#### What is asked:
Keep only the lines in the records below that contain the word "table", and copy each of those lines in full. Case counts, so match the capital and lowercase letters exactly.

#### Stored data:
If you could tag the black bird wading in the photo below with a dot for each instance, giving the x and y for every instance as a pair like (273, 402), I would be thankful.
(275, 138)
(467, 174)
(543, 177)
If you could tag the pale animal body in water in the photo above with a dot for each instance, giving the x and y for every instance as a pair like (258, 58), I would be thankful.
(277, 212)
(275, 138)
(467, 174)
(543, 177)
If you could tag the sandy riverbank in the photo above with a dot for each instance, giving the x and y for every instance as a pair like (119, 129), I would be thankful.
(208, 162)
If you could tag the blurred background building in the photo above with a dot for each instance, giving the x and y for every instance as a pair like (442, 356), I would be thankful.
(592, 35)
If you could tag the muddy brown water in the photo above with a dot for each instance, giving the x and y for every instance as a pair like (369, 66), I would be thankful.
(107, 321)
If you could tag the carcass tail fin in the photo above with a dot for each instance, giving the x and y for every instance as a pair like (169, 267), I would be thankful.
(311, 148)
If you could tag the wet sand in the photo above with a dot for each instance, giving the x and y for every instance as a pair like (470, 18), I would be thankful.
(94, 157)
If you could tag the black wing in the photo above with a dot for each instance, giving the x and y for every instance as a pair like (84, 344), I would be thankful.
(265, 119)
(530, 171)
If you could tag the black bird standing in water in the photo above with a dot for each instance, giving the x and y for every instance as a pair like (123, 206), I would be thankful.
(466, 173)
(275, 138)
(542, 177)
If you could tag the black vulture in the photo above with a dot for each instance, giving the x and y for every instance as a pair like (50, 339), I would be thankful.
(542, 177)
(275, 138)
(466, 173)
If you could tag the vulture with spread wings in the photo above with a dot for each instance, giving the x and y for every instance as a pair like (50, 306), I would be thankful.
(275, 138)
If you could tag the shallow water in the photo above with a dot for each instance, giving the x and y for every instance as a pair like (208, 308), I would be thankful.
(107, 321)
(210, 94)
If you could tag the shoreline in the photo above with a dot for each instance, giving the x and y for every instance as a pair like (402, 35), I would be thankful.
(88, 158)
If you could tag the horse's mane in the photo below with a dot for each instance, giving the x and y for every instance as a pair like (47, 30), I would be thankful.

---

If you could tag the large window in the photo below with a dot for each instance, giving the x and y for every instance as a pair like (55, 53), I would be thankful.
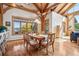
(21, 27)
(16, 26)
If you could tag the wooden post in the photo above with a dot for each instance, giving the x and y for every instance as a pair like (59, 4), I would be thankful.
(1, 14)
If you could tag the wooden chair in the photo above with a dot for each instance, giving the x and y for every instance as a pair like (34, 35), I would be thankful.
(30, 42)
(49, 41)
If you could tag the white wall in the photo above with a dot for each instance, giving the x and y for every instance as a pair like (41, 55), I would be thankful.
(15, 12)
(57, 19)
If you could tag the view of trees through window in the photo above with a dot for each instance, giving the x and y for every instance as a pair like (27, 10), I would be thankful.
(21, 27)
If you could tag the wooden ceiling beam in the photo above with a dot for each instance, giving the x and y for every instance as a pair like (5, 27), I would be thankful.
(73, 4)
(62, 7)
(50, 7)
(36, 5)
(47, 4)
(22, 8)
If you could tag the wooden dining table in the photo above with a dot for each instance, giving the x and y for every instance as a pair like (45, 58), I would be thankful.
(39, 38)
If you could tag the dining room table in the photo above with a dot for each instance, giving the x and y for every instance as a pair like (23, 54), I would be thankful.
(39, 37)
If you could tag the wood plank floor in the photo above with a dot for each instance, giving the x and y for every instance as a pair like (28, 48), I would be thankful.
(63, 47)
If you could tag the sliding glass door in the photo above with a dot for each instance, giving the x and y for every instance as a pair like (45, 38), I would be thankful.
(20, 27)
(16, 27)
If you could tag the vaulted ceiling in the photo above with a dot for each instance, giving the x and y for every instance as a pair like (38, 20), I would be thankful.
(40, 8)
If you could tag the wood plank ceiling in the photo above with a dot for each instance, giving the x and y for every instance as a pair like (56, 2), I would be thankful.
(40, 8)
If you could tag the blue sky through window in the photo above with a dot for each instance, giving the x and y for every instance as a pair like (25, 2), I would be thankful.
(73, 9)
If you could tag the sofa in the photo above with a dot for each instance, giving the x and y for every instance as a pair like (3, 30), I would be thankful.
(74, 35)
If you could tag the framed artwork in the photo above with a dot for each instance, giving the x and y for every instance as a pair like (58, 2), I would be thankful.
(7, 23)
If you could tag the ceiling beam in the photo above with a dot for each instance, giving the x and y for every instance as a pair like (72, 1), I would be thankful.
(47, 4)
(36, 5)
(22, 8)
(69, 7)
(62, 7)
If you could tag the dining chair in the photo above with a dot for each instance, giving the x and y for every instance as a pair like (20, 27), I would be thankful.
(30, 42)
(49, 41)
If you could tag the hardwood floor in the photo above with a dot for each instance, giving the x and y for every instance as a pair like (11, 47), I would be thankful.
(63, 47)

#### Written response:
If you could tag the wooden dining table in the photo above with a dot for each instance, giving the x and y for every instance as a pair like (45, 58), I would be thankful.
If you could tag the dining room table in the photo above with a dot for each instance, giving the x and y for every instance as a pair like (23, 54), I would be thankful.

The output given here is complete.